INSTRUCTIONS FOR THE TASK » From the entries, copy out every line in which the word "white" is found.

SUPPLIED RECORDS »

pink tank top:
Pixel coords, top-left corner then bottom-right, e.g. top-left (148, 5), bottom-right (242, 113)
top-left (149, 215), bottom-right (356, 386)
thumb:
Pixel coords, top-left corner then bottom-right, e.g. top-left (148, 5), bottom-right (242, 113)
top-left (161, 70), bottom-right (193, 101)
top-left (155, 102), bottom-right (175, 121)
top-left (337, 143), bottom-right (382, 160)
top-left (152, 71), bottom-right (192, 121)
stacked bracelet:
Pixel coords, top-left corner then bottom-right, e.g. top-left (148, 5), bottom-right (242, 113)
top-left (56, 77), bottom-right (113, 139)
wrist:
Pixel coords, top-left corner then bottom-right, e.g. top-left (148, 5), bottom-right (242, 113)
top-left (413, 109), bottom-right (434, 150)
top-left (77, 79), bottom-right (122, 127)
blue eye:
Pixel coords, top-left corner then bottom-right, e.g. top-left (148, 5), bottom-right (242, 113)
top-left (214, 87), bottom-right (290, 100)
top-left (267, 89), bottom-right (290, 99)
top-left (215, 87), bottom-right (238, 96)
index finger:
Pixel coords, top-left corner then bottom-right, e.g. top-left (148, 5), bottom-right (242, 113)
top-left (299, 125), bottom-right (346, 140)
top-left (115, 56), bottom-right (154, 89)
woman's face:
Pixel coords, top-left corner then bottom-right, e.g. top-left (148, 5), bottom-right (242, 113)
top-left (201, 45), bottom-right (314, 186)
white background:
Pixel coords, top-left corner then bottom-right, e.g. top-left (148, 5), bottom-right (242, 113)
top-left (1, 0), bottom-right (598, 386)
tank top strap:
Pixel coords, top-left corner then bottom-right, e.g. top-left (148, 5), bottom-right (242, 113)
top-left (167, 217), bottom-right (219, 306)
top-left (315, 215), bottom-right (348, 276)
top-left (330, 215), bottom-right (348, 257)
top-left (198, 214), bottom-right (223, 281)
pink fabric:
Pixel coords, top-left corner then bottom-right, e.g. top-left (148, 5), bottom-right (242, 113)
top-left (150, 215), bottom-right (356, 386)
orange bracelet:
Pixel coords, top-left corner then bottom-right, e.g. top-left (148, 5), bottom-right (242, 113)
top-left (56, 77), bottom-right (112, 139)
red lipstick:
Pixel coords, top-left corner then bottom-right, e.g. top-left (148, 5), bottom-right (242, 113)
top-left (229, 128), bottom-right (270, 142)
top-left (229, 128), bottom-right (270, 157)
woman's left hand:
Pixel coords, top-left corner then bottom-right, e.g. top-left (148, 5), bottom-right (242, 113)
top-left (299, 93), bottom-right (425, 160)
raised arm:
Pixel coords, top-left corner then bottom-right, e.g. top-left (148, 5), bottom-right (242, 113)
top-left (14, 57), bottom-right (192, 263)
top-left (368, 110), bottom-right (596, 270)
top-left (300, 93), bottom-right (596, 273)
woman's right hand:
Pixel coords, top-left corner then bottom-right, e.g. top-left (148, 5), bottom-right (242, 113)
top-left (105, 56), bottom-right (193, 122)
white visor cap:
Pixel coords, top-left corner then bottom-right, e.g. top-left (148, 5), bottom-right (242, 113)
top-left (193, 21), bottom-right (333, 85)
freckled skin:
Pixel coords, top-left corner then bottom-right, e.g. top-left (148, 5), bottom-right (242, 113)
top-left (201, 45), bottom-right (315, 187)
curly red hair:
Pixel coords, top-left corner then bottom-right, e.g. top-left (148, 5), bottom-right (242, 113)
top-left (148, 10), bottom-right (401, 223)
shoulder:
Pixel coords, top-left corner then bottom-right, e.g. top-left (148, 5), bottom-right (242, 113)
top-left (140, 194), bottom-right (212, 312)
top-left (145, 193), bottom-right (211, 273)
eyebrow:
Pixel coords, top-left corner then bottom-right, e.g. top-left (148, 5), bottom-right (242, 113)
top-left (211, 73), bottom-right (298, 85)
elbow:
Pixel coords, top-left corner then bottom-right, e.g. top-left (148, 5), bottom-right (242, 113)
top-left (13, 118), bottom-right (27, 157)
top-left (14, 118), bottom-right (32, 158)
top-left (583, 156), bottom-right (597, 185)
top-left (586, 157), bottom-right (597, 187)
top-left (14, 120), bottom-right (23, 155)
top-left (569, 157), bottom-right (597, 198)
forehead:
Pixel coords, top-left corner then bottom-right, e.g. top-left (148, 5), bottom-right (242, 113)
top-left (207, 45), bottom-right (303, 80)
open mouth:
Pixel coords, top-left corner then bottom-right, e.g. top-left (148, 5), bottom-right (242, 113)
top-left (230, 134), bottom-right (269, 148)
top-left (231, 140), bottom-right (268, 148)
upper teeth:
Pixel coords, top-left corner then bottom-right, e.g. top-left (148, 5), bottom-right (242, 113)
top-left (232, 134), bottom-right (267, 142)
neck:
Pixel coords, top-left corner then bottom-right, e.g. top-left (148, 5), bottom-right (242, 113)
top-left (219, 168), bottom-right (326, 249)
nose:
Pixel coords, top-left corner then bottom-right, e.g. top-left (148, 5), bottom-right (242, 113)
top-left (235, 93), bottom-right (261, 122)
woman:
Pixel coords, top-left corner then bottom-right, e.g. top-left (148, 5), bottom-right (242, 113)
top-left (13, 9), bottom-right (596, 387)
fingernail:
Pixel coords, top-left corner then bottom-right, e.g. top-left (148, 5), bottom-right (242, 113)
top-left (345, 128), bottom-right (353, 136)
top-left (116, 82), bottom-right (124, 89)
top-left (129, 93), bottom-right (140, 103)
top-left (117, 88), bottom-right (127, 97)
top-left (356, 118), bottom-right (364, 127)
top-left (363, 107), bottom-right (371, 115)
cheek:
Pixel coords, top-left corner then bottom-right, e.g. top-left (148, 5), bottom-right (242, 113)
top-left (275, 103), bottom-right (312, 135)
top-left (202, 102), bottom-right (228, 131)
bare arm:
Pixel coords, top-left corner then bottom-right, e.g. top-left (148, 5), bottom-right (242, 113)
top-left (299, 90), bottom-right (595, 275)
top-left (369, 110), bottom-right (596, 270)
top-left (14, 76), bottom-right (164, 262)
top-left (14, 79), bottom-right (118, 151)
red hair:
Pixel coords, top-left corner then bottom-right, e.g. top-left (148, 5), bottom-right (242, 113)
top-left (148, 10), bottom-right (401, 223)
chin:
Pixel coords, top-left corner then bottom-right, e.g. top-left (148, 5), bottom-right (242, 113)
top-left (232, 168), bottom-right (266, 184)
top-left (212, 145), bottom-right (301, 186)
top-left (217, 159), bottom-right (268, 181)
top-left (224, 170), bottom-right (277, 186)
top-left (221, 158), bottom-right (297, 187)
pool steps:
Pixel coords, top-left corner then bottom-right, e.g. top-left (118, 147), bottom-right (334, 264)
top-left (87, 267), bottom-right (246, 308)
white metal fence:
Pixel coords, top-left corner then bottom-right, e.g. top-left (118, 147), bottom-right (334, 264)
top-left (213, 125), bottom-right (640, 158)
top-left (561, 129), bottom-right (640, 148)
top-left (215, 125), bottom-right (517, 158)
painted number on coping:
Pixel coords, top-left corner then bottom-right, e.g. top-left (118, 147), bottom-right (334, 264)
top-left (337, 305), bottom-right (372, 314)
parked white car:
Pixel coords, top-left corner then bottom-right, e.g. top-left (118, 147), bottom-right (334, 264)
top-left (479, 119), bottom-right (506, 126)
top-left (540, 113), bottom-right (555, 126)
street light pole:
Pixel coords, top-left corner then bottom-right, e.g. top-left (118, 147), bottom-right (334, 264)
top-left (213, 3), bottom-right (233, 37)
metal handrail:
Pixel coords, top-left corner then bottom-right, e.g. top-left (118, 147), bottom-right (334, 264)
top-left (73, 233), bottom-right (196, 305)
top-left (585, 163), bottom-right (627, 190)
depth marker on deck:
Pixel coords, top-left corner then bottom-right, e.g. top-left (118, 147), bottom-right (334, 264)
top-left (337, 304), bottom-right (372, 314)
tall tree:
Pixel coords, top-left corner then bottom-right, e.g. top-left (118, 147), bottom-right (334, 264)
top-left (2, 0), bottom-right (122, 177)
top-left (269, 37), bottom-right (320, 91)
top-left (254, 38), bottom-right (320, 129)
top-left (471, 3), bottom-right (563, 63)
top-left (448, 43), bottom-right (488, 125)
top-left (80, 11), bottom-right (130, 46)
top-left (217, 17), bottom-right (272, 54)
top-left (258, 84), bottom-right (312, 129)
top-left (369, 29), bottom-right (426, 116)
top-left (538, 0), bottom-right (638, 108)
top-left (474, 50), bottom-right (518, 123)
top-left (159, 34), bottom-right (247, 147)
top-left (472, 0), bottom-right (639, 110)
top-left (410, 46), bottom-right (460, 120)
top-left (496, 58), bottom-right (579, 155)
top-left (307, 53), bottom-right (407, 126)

RESULT OF THIS EXERCISE »
white background:
white visor cap:
white metal fence:
parked white car:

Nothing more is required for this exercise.